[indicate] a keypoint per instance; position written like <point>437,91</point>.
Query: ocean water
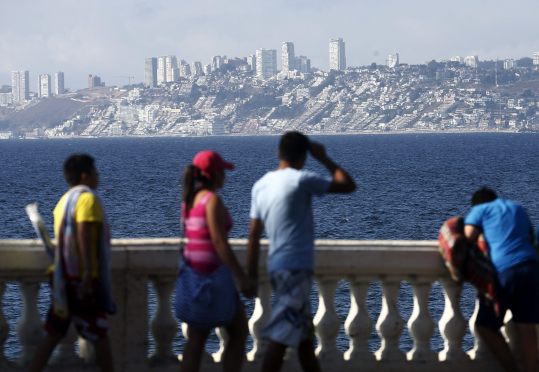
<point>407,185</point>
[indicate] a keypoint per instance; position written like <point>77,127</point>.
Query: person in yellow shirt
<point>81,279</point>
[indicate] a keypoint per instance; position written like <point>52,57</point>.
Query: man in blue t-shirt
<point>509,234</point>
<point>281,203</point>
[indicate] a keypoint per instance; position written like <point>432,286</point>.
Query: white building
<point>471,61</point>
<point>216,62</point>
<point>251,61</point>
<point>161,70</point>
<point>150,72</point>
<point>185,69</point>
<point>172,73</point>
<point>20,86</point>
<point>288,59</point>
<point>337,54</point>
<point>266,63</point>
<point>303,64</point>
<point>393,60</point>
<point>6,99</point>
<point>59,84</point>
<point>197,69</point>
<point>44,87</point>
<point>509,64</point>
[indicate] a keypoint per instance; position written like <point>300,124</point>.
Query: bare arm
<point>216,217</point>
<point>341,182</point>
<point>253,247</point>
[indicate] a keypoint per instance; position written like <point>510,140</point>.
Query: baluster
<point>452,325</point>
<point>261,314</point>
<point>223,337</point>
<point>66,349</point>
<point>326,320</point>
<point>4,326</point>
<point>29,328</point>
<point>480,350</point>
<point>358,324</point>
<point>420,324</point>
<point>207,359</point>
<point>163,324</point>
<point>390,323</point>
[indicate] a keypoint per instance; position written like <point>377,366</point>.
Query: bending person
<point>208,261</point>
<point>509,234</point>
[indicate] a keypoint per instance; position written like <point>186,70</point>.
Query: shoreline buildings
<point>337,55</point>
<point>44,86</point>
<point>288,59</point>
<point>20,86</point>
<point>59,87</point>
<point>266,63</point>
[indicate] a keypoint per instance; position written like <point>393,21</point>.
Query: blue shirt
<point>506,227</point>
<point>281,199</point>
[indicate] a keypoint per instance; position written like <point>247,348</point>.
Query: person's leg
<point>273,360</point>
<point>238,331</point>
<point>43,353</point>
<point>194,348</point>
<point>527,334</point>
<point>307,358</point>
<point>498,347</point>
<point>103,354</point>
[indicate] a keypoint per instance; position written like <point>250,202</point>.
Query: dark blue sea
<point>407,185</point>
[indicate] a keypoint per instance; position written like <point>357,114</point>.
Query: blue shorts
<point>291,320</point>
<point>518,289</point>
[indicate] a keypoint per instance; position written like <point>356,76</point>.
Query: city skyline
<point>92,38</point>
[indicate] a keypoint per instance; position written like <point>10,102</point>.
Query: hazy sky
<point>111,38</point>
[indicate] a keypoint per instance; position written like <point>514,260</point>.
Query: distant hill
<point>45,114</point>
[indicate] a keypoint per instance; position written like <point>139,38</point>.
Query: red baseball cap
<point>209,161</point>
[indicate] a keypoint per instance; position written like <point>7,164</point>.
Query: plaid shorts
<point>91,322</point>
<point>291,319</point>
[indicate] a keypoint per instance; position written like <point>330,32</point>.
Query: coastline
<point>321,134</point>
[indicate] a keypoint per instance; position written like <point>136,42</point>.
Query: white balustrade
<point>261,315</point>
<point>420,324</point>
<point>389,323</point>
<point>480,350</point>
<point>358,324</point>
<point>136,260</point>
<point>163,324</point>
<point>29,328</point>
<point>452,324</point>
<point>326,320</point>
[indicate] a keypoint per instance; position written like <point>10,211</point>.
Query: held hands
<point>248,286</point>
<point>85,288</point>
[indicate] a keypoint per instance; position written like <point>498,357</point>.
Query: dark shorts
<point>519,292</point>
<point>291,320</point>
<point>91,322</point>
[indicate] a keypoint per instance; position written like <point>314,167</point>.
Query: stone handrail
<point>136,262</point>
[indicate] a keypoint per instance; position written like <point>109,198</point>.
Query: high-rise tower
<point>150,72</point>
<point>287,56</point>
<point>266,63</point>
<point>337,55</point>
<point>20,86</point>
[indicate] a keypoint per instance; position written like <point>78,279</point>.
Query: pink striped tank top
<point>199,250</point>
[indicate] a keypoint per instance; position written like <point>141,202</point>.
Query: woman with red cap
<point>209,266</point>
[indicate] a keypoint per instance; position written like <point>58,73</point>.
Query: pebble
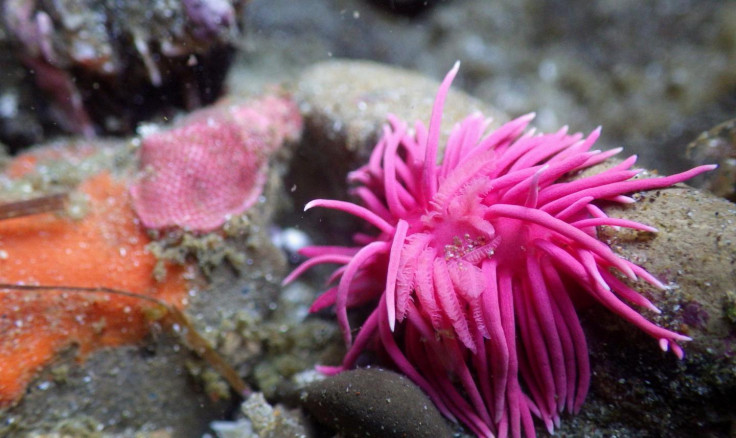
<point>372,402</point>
######
Convert all of the entries above into a two-column CSV with the headers "prompt" and "points". Give each entry its own row, with its text in one quoted field and its answer in the other, turn line breaks into spaces, and leave out the pictures.

prompt,points
"[indicate] a keypoint per instance; position written like <point>437,91</point>. Query: ocean water","<point>407,185</point>"
"[indicate] a keypoint per instance; position written like <point>77,127</point>. Query: person in yellow shirt","<point>81,279</point>"
"[indicate] a keypoint per instance; position written like <point>52,57</point>. Query: man in blue t-shirt","<point>509,234</point> <point>281,203</point>"
"[indicate] a keypoint per instance; position written like <point>432,286</point>. Query: white building","<point>471,61</point> <point>216,62</point> <point>251,61</point> <point>161,70</point> <point>150,72</point> <point>185,69</point> <point>172,73</point> <point>20,86</point> <point>288,59</point> <point>337,54</point> <point>266,63</point> <point>303,64</point> <point>393,60</point> <point>6,99</point> <point>59,84</point> <point>197,69</point> <point>44,87</point> <point>509,64</point>"
"[indicate] a keypoint per instance; position written like <point>300,124</point>. Query: bare arm","<point>216,217</point> <point>341,182</point> <point>253,247</point>"
"[indicate] a keypoint per instance; position written like <point>510,140</point>. Query: baluster","<point>452,325</point> <point>261,314</point> <point>223,337</point> <point>66,349</point> <point>326,320</point> <point>4,326</point> <point>29,328</point> <point>480,350</point> <point>358,324</point> <point>420,324</point> <point>207,359</point> <point>163,324</point> <point>390,323</point>"
"[indicate] a keypoint per instance; position written like <point>377,366</point>. Query: bending person","<point>208,261</point> <point>509,234</point>"
"[indicate] a keypoint per instance; position written like <point>186,70</point>. Query: shoreline buildings","<point>337,55</point> <point>44,86</point> <point>288,59</point> <point>20,86</point> <point>59,87</point> <point>266,63</point>"
"[indicate] a keypoint per instance; position written like <point>393,21</point>. Query: blue shirt","<point>506,227</point> <point>281,199</point>"
"[indicate] a keypoint per instance; position written like <point>247,348</point>. Query: person's leg","<point>273,360</point> <point>238,331</point> <point>43,353</point> <point>194,348</point> <point>527,334</point> <point>307,358</point> <point>498,347</point> <point>103,354</point>"
"[indicate] a keypoint per instance; position written like <point>250,202</point>. Query: dark blue sea","<point>407,185</point>"
"[indicate] a keypoint per instance; position written like <point>357,114</point>. Query: blue shorts","<point>291,320</point> <point>518,289</point>"
"[indicate] a keypoint per instance; position written like <point>356,76</point>. Query: city skyline","<point>92,38</point>"
"[indicate] a keypoint per instance; position written like <point>10,102</point>. Query: hazy sky","<point>111,38</point>"
"[indicate] a keypoint per instance; position written like <point>514,260</point>. Query: distant hill","<point>45,114</point>"
"[indicate] a keypoint per instance; position written like <point>139,38</point>. Query: red baseball cap","<point>209,161</point>"
"[indicate] a keypoint per instance; position written like <point>7,164</point>. Query: plaid shorts","<point>91,322</point> <point>291,319</point>"
"[indicate] a keypoint per instance; position written like <point>330,32</point>. Query: coastline","<point>321,134</point>"
"[indicate] a keypoint per instance; position written like <point>136,42</point>. Query: white balustrade","<point>261,315</point> <point>420,324</point> <point>389,323</point> <point>480,350</point> <point>358,324</point> <point>136,260</point> <point>163,324</point> <point>29,328</point> <point>452,324</point> <point>326,320</point>"
"[indicate] a keypoint per instance; position written like <point>10,211</point>. Query: held hands","<point>248,286</point> <point>85,288</point>"
"[indicate] a keypoint per instance; position written like <point>498,357</point>. Query: dark shorts","<point>519,292</point> <point>291,320</point> <point>91,322</point>"
"[indicate] a keypoint per instance; position written like <point>314,167</point>. Query: stone handrail","<point>136,262</point>"
"[indicate] a keypoint per instance; position written like <point>109,198</point>. Query: high-rise tower","<point>150,72</point> <point>287,56</point> <point>266,63</point> <point>337,55</point> <point>20,86</point>"
"[indicate] a keypoint per instance; position written like <point>78,279</point>. Query: pink striped tank top","<point>199,250</point>"
"[indicate] a keypoint per instance; position written like <point>141,202</point>. Query: woman with red cap","<point>209,266</point>"
"[indicate] a keypoint per instance; position written like <point>58,73</point>. Query: pebble","<point>372,402</point>"